Rewrite the listing from the line containing "For every instance of the open" through the end, replacing "open beak" with "parted beak" and leaving everything else unchanged.

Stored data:

◆ ◆ ◆

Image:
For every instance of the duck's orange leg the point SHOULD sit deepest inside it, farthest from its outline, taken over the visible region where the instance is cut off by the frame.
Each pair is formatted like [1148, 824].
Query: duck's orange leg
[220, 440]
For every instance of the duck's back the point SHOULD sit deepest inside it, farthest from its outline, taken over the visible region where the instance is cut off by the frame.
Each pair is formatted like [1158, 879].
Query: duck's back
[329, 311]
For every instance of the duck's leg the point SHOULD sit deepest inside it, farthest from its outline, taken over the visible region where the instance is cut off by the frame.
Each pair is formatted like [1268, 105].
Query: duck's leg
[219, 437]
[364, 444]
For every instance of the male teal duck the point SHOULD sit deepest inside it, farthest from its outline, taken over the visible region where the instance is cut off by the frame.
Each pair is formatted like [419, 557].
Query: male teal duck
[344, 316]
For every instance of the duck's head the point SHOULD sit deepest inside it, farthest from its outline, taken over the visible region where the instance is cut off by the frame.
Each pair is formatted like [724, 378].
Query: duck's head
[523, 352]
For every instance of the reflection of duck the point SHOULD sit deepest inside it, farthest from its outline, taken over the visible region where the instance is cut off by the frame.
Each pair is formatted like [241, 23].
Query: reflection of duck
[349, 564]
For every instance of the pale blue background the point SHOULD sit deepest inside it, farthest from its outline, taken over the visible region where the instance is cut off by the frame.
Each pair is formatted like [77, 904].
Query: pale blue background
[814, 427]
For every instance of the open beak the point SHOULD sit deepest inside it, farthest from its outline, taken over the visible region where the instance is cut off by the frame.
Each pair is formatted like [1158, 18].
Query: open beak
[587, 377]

◆ ◆ ◆

- **Written solution**:
For every instance of the parted beak the point SHOULD sit deepest inside it, farthest from its outline, taken over the visible region where the instance is cut off by the frame.
Each pair is formatted like [1158, 18].
Query: parted beak
[587, 377]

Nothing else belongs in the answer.